__THE INPUT__
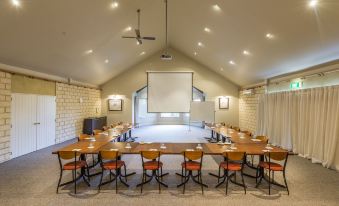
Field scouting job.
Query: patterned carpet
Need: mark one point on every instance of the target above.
(32, 180)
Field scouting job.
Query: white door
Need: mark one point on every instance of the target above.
(23, 133)
(46, 114)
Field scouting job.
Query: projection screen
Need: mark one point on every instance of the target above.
(169, 91)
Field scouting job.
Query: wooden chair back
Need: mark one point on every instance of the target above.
(96, 131)
(262, 138)
(109, 155)
(234, 156)
(193, 155)
(82, 136)
(150, 155)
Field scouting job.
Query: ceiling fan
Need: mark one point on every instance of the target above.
(137, 36)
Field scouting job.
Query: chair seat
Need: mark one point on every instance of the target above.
(273, 166)
(112, 165)
(75, 165)
(231, 166)
(152, 165)
(191, 165)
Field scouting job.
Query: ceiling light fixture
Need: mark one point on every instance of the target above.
(245, 52)
(16, 3)
(216, 7)
(128, 28)
(313, 3)
(206, 29)
(90, 51)
(269, 36)
(114, 5)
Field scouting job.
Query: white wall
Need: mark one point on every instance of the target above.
(135, 78)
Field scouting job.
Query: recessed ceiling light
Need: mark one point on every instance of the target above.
(128, 28)
(206, 29)
(90, 51)
(246, 52)
(313, 3)
(216, 7)
(232, 62)
(269, 36)
(114, 5)
(16, 3)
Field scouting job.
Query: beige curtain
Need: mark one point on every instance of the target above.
(304, 121)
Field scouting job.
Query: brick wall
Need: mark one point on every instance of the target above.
(248, 109)
(71, 112)
(5, 115)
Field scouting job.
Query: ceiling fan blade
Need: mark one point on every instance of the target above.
(137, 32)
(129, 37)
(139, 40)
(148, 38)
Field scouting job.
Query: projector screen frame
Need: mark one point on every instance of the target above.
(169, 72)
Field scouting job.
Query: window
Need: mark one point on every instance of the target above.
(176, 115)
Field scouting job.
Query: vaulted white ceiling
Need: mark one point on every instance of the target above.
(53, 36)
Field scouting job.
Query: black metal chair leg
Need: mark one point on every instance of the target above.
(102, 174)
(74, 173)
(59, 180)
(125, 172)
(269, 182)
(288, 192)
(243, 182)
(116, 181)
(227, 177)
(202, 186)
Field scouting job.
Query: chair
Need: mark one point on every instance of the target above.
(74, 165)
(234, 162)
(82, 137)
(151, 162)
(263, 139)
(192, 162)
(110, 160)
(236, 129)
(96, 131)
(247, 133)
(273, 167)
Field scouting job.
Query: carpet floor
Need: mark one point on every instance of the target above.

__PROMPT__
Transcribe all of the material exactly, leaving out whatever pictures it contains.

__FINAL RESULT__
Field scouting job.
Query: patterned carpet
Need: mark one point on every instance of the target above.
(32, 180)
Field scouting job.
Query: white door
Need: mark one point on every instance of the target above.
(23, 133)
(46, 114)
Field scouting job.
Query: projection screen
Need: mark one point on every instance of the target above.
(169, 91)
Field scouting job.
Query: wooden chair back
Need: mark one point on every instance of the target above.
(96, 131)
(262, 138)
(109, 155)
(234, 156)
(193, 155)
(82, 136)
(150, 155)
Field scouting job.
Query: ceiling fan
Need: mark one point on every instance of the target above.
(137, 36)
Field scouting job.
Query: chair seat
Need: mark one point on every instance of the target above.
(273, 166)
(112, 165)
(75, 165)
(231, 166)
(152, 165)
(191, 165)
Field scouting job.
Query: ceiling light fixture
Need: mark one point on every instance of the target above.
(245, 52)
(16, 3)
(216, 7)
(128, 28)
(313, 3)
(206, 29)
(90, 51)
(269, 36)
(114, 5)
Field scouting job.
Query: white wall
Need: mark one point on every instance of the target above.
(135, 78)
Field scouting job.
Query: recessed ceiling light
Need: mark one point on every instance of the target above.
(128, 28)
(206, 29)
(90, 51)
(246, 52)
(313, 3)
(216, 7)
(232, 62)
(269, 36)
(114, 5)
(16, 3)
Field scouting job.
Query: beige curtain
Need: mark one point on every instance of the target above.
(304, 121)
Field scouting job.
Query: brick wall
Need: mark one point on every instance of the target above.
(248, 109)
(71, 112)
(5, 115)
Field scouting job.
Query: ceiling fan blade
Need: mark one point on every instance of the target above.
(137, 32)
(129, 37)
(139, 40)
(148, 38)
Field scouting job.
Query: projector screen frame
Need: mark one point on every instance of the target above.
(169, 72)
Field scouting job.
Query: window
Need: mark one point on every instance of the target above.
(176, 115)
Field scouting job.
Query: vaulted white ceiling
Need: mark one point on every instance of the target above.
(53, 36)
Field scouting job.
Query: black metal chair leg
Need: mark one point on every instance of the target above.
(102, 174)
(74, 173)
(59, 180)
(125, 172)
(269, 182)
(288, 192)
(243, 182)
(116, 181)
(227, 177)
(202, 186)
Field scouting job.
Query: chair
Need: mark one point on every instance of the target above.
(74, 165)
(234, 162)
(82, 137)
(151, 162)
(263, 139)
(192, 162)
(110, 160)
(236, 129)
(96, 131)
(247, 133)
(273, 167)
Field scouting job.
Query: carpet floor
Need: mark one point on every instance of the target above.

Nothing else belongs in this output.